**ABOUT THIS TASK:** From the first line down to the line containing "note: M, L, Z", print the records below exactly, leaving every picture out.

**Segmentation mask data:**
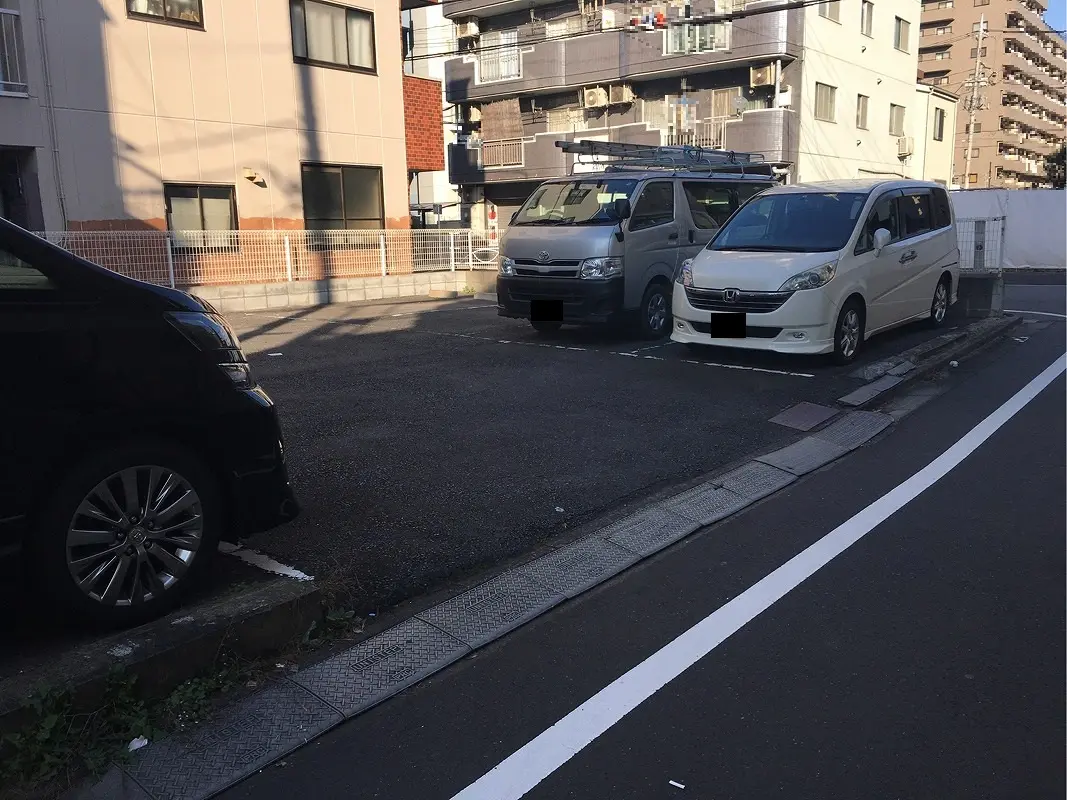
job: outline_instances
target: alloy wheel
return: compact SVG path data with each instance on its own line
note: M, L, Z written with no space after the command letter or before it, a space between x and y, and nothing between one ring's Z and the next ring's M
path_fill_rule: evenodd
M663 292L655 292L648 300L648 327L650 330L659 332L667 324L667 296Z
M188 572L203 539L203 509L173 470L142 465L102 480L67 527L67 569L106 606L159 597Z
M941 323L945 321L945 314L948 313L948 286L944 281L937 284L937 289L934 290L934 321Z
M846 359L852 358L860 344L860 315L856 309L850 308L845 312L838 335L841 337L841 355Z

**RESULT:**
job: outline_instances
target: alloy wheel
return: compact SVG path data with each instance on its own line
note: M, L, Z written with no space after the command letter or before it, a space between x and y, and nothing between one ring's Z and the next ring's M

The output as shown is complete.